## Data excerpts
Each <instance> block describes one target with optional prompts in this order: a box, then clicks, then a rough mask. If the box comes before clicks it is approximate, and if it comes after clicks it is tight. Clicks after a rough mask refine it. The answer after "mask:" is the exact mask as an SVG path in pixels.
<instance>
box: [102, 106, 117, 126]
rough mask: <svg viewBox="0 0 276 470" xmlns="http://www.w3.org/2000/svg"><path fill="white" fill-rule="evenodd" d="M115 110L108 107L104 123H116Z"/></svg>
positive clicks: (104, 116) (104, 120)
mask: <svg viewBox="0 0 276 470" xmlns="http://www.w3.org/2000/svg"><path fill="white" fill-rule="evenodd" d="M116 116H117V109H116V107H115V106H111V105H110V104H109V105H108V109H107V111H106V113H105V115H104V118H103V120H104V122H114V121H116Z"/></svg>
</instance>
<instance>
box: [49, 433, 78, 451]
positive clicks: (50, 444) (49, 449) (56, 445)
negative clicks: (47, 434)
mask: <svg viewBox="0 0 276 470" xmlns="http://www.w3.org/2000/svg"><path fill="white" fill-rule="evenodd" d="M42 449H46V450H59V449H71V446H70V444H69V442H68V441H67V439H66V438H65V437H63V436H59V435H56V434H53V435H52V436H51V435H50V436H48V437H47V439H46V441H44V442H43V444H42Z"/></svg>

## Task instructions
Identify and extract each line of the listing that contains "instance".

## Solution to this problem
Each <instance> block describes one target with optional prompts in this order: a box, then clicks, then a rough mask. If the box comes before clicks it is approximate, and if it comes after clicks it is tight. Clicks after a rough mask refine it. The answer after "mask:" is the exact mask as an SVG path in pixels.
<instance>
</instance>
<instance>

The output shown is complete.